> **Text block**:
□ □ □ □ □ □ □

# Subcontractor Log Sheet ... Do you use one?



## Skaggs Lawn Care (Sep 10, 2004)

Here's the Log Sheet we will be using this year that is if it ever snows here.

Any suggestions and what do you use to track hours?


----------



## flykelley (Dec 29, 2003)

We have a space for weather and lot conditions. Also log time in and time done. That way if we are sued we can tell them how much time it took and what the weather and lot conditions where. Also have a space for deicer and if we use any and how much.

Regards Mike


----------



## somm (Oct 18, 2004)

We were just given a set of columnar sheets from our General Snow Removal Contractor (GC)similar to yours, with all the information as you've both have detailed, upon our signing a Sub-Agreement for work for them upon their large accounts.

We understand it is the most beneficial for legal proceedings against the GC. 

The way they explained it to us was: Someone slips/falls on the supermarket lot we're plowing. Lawyers sue both supermarket and the GC. GC produces the subcontractor route sheets featuring the all-critical "date and time" entries. This proves GC was indeed not negligent in doing their contracted job, and (barring any subcontractor responsible physical damages) leaves the supermarket to settle any consequential damages thereafter with the claimant. 

We took this as a great example, and will use them for our own general liability insurance benefit, and will be retaining a copy of all these route sheets for our own records.


----------



## timsjeep (Feb 9, 2002)

I can't seem to open the one on the first post. Can someone else post theirs? Tim


----------

□ □ □ □ □ □ □

> **Tasks for this exercise**:
a - Answer these about the log sheet thread:
(i) Which two kinds of conditions does flykelley's sheet have a space for?
(ii) Who gave somm the set of columnar sheets?
(iii) What does timsjeep say he can't open?
b - Reproduce the stretch of the log sheet thread from "We were just" through "their large accounts.".

> **Data provided**:
□ □ □ □ □ □ □

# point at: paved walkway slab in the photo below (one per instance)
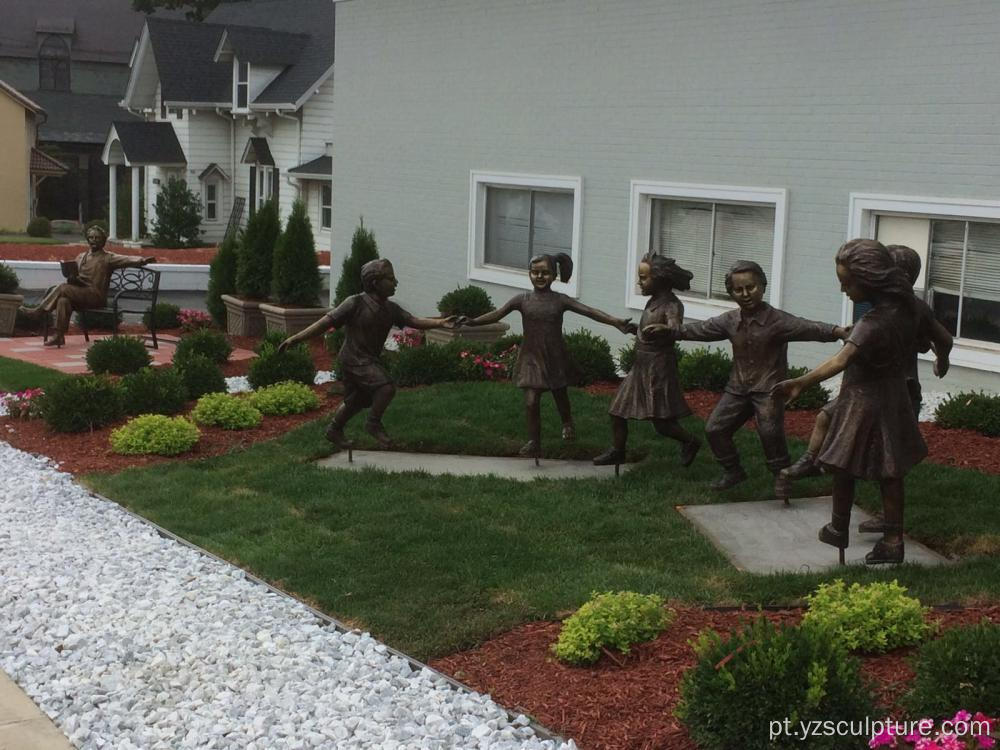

□ □ □ □ □ □ □

> **Answers provided**:
a -
(i) Weather and lot conditions.
(ii) Their General Snow Removal Contractor (GC).
(iii) The one on the first post.

b -
We were just given a set of columnar sheets from our General Snow Removal Contractor (GC)similar to yours, with all the information as you've both have detailed, upon our signing a Sub-Agreement for work for them upon their large accounts.